=== Written task 1 ===
In the key points on belt drives below, what material are flat belts made from?
=== Written task 2 ===
Decide whether each statement agrees with the key points on belt drives below, answering yes or no and quoting the words from that text that settle it: (a) Belts can link shafts that are not parallel. (b) Flat belts run more quietly than other belts. (c) V belts are sold in rolls and cut to the length needed.

Submitted by admin on Mon, 06/05/2017 - 06:17

Key Points to Remember 

  • Belt transmission is comparatively simple, trouble free, easy to be serviced ,maintained and have relatively low initial cost.
  • Belts can connect non-parallel shafts also.
  • Belts do not have space constrain, lubrication or heating issues.
  • Since belts are flexible matreial there is inbuit shock protection.
  • Mainly belt drives are Flat belt drive and V- belt drive
  • Flat belts although simple and economical they have relatively less grip and make more noise.
  • Flat belt are made up of from leather or fabric rubber.
  • V belts are made from polyster fabric and cords which carry the load. And outer cover of V belt is made from polychloroprene impregnated.
  • Belt drives are found wide in applications ranging from machine tools to automoiles.
  • Flat belts are commercially available as rolls, from which required length is cut, whereas V belts are manufactured in standad section sizes and lengths.

Questions and  Answers :

Q.1) Why belts are called 'Flexible'Drives ? What advantages and limitations they offer over the gears  ?

=== Entries ===

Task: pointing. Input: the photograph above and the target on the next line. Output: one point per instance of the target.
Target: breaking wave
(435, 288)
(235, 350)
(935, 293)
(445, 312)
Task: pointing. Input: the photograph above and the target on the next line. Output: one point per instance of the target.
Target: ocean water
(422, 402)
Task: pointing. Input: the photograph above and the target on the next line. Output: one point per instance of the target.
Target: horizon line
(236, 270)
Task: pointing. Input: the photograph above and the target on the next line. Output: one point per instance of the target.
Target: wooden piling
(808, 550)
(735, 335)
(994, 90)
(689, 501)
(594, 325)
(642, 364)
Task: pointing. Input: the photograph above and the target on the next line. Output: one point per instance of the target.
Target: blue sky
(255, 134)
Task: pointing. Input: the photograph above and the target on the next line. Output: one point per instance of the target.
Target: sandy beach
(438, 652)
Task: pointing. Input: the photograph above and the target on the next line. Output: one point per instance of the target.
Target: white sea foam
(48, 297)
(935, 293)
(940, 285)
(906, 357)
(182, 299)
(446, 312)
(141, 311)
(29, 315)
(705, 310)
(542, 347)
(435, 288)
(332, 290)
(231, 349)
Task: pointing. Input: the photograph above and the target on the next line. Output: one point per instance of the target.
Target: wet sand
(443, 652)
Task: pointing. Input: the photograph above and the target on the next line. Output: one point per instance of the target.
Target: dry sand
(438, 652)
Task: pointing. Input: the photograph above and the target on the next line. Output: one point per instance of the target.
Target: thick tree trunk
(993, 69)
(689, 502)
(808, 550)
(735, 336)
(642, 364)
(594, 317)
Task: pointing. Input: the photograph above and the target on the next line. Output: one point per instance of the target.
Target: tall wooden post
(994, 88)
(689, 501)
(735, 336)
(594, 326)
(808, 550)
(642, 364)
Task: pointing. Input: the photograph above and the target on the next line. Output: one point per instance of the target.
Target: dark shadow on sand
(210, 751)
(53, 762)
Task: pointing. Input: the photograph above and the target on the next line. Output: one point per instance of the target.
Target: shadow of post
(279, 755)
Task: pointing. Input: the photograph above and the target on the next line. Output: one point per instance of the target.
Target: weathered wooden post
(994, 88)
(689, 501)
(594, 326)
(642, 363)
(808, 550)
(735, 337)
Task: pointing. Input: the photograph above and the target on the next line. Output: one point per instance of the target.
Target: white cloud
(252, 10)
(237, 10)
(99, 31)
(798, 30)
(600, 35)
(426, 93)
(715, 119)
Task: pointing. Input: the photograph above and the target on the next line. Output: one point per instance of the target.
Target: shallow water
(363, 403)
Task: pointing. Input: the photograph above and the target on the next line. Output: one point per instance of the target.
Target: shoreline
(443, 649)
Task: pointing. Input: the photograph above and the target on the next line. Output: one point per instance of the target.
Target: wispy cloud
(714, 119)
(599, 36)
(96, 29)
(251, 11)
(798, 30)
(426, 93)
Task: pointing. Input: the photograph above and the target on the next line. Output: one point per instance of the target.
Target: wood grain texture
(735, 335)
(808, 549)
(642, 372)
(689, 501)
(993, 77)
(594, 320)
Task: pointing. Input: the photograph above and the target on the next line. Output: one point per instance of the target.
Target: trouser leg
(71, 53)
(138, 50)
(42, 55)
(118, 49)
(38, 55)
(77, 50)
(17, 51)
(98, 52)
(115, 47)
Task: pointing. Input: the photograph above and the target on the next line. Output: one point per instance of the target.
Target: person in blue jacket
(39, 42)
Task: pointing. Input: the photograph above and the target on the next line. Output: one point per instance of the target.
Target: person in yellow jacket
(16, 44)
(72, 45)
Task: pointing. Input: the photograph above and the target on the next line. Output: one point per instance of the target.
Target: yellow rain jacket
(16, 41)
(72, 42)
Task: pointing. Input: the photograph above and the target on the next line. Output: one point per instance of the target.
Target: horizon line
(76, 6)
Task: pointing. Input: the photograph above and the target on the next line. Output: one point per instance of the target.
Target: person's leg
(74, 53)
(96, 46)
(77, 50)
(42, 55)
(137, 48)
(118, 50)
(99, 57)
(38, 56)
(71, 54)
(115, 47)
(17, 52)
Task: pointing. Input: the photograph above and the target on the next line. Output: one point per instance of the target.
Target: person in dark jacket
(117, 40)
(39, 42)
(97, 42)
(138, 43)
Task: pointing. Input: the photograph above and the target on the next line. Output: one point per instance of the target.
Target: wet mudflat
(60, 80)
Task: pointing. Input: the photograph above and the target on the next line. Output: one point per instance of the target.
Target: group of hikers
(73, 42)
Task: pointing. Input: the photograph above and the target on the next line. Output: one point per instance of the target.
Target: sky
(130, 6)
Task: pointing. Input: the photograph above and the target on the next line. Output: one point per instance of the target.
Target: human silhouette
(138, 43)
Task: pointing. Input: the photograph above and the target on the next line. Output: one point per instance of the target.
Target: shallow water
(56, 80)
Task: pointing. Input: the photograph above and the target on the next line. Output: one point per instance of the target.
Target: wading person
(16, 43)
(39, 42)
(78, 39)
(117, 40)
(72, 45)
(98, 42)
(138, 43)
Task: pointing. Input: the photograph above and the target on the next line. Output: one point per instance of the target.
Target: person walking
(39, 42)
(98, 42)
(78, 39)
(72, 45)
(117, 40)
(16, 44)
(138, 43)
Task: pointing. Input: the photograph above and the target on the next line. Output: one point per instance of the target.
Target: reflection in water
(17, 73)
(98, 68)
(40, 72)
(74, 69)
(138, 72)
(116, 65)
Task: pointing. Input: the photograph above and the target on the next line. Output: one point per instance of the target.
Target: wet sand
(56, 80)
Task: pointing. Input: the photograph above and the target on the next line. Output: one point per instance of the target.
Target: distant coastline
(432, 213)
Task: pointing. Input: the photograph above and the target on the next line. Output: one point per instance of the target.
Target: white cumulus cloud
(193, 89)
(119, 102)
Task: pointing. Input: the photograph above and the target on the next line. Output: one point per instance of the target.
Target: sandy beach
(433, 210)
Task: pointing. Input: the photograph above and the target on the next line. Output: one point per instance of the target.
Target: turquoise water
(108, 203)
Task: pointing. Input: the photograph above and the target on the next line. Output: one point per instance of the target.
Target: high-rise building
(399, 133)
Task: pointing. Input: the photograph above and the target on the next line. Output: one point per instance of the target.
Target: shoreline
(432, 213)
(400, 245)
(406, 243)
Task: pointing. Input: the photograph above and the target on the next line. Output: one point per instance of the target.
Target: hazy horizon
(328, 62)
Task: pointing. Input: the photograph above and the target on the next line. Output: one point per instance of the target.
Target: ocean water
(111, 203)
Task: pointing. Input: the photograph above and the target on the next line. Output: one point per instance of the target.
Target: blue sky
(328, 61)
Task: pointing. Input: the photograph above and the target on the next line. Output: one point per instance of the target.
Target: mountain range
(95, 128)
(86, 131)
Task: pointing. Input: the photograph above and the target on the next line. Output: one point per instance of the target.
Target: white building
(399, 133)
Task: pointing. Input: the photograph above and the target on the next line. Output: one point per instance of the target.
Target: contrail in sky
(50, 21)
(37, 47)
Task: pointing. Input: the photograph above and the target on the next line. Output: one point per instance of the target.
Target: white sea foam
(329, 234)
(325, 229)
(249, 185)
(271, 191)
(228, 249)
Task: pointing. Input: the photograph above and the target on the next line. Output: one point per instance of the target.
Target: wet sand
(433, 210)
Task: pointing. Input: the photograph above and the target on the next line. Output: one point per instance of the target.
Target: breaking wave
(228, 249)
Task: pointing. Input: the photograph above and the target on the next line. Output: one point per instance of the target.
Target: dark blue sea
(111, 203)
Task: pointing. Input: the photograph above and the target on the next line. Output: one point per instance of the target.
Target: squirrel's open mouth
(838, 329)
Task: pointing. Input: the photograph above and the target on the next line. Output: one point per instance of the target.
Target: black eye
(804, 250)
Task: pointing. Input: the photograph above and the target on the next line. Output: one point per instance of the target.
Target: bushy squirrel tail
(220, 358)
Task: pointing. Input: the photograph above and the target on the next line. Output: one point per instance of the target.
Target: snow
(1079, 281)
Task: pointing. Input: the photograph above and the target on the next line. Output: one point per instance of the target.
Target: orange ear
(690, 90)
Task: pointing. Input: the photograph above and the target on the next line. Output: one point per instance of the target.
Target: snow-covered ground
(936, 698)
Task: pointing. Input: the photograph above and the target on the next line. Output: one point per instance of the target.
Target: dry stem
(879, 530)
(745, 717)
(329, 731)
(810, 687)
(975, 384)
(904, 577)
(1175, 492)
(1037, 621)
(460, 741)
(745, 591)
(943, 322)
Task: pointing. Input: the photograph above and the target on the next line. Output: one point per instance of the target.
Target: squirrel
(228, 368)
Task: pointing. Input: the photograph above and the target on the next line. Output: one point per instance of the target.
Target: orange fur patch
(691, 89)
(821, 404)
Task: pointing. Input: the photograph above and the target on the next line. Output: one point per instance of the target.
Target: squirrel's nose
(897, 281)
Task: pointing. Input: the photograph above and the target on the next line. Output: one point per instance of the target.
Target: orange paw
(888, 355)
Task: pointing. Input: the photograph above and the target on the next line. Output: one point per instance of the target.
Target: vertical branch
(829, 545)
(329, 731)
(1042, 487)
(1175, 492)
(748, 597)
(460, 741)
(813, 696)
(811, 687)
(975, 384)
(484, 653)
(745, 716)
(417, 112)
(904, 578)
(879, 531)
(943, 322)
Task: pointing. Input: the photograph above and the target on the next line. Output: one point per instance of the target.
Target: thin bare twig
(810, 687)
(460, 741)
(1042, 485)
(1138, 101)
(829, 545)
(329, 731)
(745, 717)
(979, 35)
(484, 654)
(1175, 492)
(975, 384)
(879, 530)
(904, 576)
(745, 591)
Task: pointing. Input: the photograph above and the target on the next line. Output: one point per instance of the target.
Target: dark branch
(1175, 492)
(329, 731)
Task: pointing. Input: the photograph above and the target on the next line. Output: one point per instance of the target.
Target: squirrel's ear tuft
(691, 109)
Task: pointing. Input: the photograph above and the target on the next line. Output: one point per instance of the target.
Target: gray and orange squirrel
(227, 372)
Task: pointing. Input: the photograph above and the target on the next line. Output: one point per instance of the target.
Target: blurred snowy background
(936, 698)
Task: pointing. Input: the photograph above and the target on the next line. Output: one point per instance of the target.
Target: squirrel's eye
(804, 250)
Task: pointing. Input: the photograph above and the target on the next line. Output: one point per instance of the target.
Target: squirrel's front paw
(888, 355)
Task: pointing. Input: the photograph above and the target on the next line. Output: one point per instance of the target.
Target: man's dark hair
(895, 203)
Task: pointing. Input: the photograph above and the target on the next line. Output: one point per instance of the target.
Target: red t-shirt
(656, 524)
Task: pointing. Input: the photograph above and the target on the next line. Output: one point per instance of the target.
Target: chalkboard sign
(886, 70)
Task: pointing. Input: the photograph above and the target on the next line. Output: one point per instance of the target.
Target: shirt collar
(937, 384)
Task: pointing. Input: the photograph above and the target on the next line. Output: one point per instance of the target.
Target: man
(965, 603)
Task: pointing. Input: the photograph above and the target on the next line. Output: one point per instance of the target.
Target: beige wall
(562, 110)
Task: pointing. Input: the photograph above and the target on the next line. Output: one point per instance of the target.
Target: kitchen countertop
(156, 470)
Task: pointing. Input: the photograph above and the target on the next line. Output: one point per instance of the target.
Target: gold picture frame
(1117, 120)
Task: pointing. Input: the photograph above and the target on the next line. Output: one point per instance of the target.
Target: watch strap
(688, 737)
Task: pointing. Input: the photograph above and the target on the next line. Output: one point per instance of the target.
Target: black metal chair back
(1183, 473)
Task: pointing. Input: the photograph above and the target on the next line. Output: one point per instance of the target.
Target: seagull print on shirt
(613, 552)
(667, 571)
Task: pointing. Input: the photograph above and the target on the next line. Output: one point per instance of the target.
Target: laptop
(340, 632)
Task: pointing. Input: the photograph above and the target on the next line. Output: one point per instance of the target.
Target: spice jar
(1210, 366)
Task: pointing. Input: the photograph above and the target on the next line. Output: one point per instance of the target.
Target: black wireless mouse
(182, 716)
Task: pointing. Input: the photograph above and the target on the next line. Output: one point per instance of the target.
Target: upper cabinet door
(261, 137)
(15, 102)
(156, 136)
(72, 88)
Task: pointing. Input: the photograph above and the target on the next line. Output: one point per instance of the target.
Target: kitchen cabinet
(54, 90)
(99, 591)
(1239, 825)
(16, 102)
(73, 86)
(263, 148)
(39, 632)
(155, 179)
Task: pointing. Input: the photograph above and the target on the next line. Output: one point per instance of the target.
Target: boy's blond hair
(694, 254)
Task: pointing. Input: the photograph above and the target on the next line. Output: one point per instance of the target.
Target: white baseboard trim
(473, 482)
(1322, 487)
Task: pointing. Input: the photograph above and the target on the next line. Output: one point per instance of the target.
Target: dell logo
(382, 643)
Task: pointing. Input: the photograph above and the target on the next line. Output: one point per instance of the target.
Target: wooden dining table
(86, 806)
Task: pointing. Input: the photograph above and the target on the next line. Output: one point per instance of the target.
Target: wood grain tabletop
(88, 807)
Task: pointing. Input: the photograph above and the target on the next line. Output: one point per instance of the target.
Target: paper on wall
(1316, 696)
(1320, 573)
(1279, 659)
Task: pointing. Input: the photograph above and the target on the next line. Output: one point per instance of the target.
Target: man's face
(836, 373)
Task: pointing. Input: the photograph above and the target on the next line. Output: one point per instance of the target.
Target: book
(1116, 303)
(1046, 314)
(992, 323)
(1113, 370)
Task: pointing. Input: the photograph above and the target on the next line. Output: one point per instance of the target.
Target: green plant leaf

=== Task solution 1 ===
Leather or fabric rubber.

=== Task solution 2 ===
(a) Yes: "Belts can connect non-parallel shafts also."
(b) No: "they have relatively less grip and make more noise."
(c) No: "whereas V belts are manufactured in standad section sizes and lengths."